■ **Source records**:
· · · ·

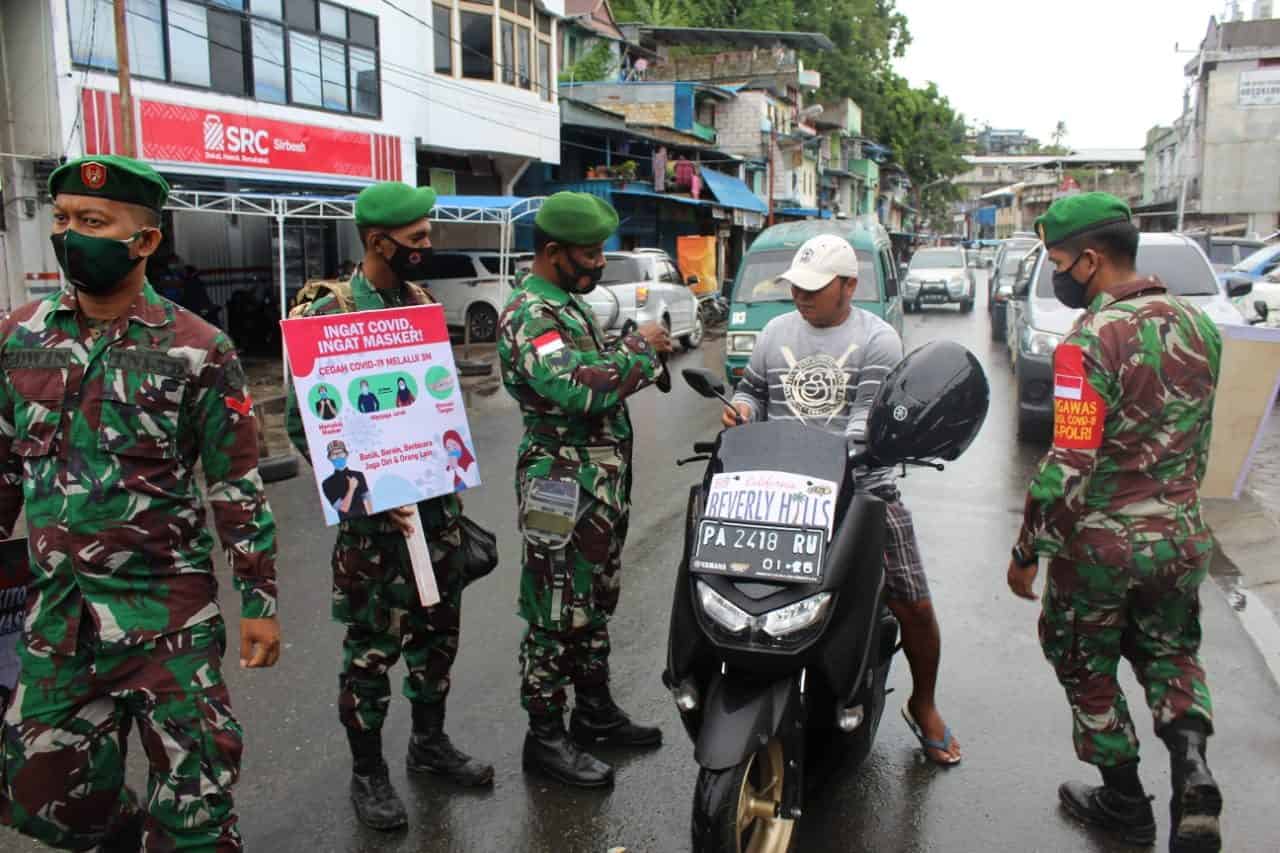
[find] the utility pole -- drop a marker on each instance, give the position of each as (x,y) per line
(122,64)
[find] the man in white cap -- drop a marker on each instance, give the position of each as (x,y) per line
(822,365)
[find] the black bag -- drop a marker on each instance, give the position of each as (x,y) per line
(479,550)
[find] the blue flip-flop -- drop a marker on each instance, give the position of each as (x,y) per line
(926,744)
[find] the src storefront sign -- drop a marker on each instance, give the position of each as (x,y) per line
(176,133)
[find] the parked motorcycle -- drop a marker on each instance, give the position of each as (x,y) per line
(781,642)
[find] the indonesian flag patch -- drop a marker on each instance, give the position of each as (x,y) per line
(548,343)
(1079,411)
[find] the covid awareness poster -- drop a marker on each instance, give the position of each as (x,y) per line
(382,406)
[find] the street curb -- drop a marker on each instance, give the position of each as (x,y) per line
(1248,571)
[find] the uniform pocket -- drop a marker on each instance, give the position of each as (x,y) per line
(142,405)
(39,382)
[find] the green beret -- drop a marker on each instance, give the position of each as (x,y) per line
(577,218)
(1074,215)
(112,177)
(393,204)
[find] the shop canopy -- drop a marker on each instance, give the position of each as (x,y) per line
(732,192)
(503,211)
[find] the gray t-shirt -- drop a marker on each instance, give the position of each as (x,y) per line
(824,378)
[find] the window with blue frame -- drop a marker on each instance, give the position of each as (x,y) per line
(309,53)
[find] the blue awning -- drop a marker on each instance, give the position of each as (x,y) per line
(732,192)
(803,211)
(479,203)
(638,190)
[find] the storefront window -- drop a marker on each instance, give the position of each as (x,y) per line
(238,48)
(333,21)
(305,69)
(364,82)
(269,63)
(526,81)
(268,8)
(188,42)
(146,39)
(544,69)
(225,53)
(508,53)
(442,22)
(476,45)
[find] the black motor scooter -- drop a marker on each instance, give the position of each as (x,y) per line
(781,641)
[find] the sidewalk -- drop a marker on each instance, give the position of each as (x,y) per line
(1248,536)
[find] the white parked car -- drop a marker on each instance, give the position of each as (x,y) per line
(469,286)
(650,290)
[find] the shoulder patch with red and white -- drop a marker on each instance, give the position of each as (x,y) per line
(548,343)
(1079,411)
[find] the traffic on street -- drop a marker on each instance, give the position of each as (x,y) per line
(999,694)
(618,427)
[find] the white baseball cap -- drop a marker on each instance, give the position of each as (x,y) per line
(819,260)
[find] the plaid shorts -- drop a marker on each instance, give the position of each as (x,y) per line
(904,573)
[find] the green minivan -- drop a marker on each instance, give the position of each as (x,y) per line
(758,296)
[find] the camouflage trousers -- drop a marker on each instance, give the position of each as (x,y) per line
(375,597)
(567,597)
(65,743)
(1093,616)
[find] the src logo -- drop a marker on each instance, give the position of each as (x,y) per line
(233,140)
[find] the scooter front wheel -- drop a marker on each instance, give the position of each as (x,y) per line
(739,810)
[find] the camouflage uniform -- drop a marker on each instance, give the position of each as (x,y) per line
(572,393)
(374,593)
(100,434)
(1115,503)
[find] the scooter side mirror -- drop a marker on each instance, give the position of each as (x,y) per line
(704,382)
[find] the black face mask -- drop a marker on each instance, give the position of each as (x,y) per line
(1070,292)
(576,273)
(410,264)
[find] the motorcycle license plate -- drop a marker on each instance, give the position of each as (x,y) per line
(759,551)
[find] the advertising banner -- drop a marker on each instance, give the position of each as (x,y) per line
(382,407)
(179,133)
(1247,389)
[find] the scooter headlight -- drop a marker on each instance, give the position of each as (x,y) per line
(798,616)
(725,612)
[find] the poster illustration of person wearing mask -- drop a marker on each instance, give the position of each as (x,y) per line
(458,460)
(397,432)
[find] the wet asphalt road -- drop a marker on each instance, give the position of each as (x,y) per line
(996,689)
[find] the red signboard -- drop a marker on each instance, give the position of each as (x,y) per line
(176,133)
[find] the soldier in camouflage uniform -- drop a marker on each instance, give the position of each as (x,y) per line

· · · ·

■ **The task**: Exactly as written, return every line of the listing, but not the pictures.

■ **Your response**:
[find] the utility pole -- drop a marker on each instance, give the position of each as (x,y) per line
(122,64)
[find] the man in white cap -- drop a marker on each instance, give the position of each as (x,y) per line
(822,365)
[find] the black bag -- drop a marker on each instance, give the position of each as (x,y) per line
(479,550)
[find] the blue flip-flop -- drop a marker on each instance, give the position of each as (x,y) per line
(926,744)
[find] the src storefront sign -- drop a marker on each instance, give the position of each as (x,y) per line
(176,133)
[find] the parked motorcycle -- drop a marker on each instance, give the position of each as (x,y) per line
(781,642)
[find] the indonesian flag patch -- drop a marker on each instance, give the position of each as (x,y) per line
(548,343)
(1079,411)
[find] the covid awareness poster -- drop a marker on each instance, give the position of each as (x,y) per line
(382,406)
[find] the street curb -- drop a marker on each instance, give the position of each as (x,y) per line
(1248,571)
[find] the uniform pocket -- drop a marker on each instance, give the position of each as (x,y) per line
(142,405)
(39,382)
[find] the green beret -- drop a marker on each instance, give the position of each as (x,y) per line
(577,218)
(1074,215)
(112,177)
(393,204)
[find] the shop canopy -- drop a marker on each instance, give the position of each as (x,y) per line
(732,192)
(503,211)
[find] the gray t-shirt -- drop a marker on each instance, give the position of each as (x,y) per line
(824,378)
[find] the window with blue frame -- drop a marker on each instance, give the position of each as (x,y) per line
(309,53)
[find] the blue awning -- drop a marker on each instance, give the position of each as (x,y) per line
(732,192)
(803,211)
(479,203)
(638,190)
[find] the storefront window -- drop a marker on each instance, give the position of each as (x,y) per line
(238,48)
(333,21)
(305,69)
(364,82)
(269,63)
(526,81)
(268,8)
(188,42)
(146,39)
(544,69)
(225,53)
(508,53)
(442,22)
(476,45)
[find] the black motor scooter -- drop a marker on each instance, give the position of each as (x,y) per line
(781,641)
[find] the sidewalk -- drop a marker on each instance, give the position of each as (x,y) per line
(1248,536)
[find] the white parked car -- drop a marker on each instance, give the position of each as (x,y) per line
(469,286)
(650,290)
[find] the shoulder patch with red and white -- drop a marker on each instance, give the position of each as (x,y) per line
(548,343)
(1079,411)
[find] the traffic on street -- drop a marker on each instance, give the position of each as (x,y) per line
(999,694)
(618,427)
[find] the white baseball cap -- drop a marker on each instance, give the position of each as (x,y) per line
(819,260)
[find] the plaid shorts -- drop a marker on each instance, give the position of each as (x,y) per line
(904,573)
[find] the green minivan -- drop a marker on each instance, give the position of each as (x,y) per line
(758,296)
[find] the camouflage trousers -- drop a marker on each instance, give the position of each as (x,y) per line
(375,597)
(567,597)
(65,743)
(1093,616)
[find] the src logo -- drop a marker on each instance, give the position of each as (x,y) per line
(233,140)
[find] the scooter front wheel -- drop a marker on each instance, give the position of each as (x,y) per line
(739,810)
[find] the camouflage uniform -- drop a marker on each instance, give the position of each as (x,y) per line
(572,393)
(374,593)
(100,434)
(1115,503)
[find] the scooter side mirror -- drop a marker on each instance, give the position of each as (x,y) per line
(704,382)
[find] the black face mask -- drop a marker on each instance, give the position of each as (x,y) per line
(1070,292)
(576,273)
(410,264)
[find] the motorcycle license plate -- drop a marker on each instance, give the position of each as (x,y) per line
(759,551)
[find] the advertising banner -- drop a marker on each instance, give the position of each as (x,y) per line
(382,407)
(179,133)
(1247,389)
[find] the scooter headlight -- drop a marker on each instance, give the position of each as (x,y) per line
(798,616)
(725,612)
[find] the poster illustration of person wearing mask -- drop a marker on each instance, give the position of each as (x,y) per line
(458,460)
(397,432)
[find] the wet asphalt road -- drop a marker on each instance, give the position of each as (x,y) per line
(996,689)
[find] the red signboard -- drop a marker on each instance, give the position of each as (x,y) per line
(176,133)
[find] the soldier in camouflage uniform -- drop a marker on each instance, give the position of each as (x,y) per line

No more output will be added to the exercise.